Directions for this task: What you write must match exactly the lines from the one with "Point to the elk ear" through the last line of the material below.
----
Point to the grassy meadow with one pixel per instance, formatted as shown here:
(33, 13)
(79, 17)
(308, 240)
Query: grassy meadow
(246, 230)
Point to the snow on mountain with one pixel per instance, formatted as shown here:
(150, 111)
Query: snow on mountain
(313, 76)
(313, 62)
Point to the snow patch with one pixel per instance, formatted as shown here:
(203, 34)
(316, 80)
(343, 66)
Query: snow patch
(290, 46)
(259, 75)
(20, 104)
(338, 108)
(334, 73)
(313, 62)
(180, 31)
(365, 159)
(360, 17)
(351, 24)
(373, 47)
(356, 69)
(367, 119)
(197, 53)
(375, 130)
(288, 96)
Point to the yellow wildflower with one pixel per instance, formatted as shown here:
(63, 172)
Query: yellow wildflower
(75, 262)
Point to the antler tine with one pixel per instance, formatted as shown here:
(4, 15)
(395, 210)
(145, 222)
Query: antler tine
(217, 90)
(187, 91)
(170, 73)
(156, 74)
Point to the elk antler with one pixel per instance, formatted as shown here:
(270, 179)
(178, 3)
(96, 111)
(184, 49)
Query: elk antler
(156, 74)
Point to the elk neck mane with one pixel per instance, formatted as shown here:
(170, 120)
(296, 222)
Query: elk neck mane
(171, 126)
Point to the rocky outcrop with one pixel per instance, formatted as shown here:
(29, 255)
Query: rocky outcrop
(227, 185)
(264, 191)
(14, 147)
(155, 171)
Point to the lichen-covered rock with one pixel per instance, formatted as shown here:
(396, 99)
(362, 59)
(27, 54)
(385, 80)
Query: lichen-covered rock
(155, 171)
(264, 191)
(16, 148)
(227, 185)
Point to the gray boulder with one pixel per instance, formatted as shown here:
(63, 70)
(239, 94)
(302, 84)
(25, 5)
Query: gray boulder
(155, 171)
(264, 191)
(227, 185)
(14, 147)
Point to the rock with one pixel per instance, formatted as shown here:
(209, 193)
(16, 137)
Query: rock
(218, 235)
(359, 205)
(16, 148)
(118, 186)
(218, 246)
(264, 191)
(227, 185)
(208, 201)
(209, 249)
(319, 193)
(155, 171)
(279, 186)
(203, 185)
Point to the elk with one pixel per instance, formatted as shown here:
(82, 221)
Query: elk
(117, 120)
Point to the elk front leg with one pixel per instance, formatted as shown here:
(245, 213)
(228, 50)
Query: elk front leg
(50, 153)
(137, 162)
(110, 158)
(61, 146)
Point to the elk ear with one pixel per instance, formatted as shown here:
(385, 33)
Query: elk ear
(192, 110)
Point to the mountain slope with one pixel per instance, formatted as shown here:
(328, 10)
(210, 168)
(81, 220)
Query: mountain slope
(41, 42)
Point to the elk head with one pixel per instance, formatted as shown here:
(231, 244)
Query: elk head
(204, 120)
----
Written solution:
Point to the elk ear with one pixel per instance, formatted as shown here:
(385, 33)
Query: elk ear
(192, 110)
Point to the mountain slope with one pixel per instance, formatted as shown here:
(328, 10)
(210, 168)
(81, 220)
Query: mountain slope
(41, 42)
Point to the elk head with one pixel per instance, formatted as shown here:
(231, 244)
Query: elk head
(204, 120)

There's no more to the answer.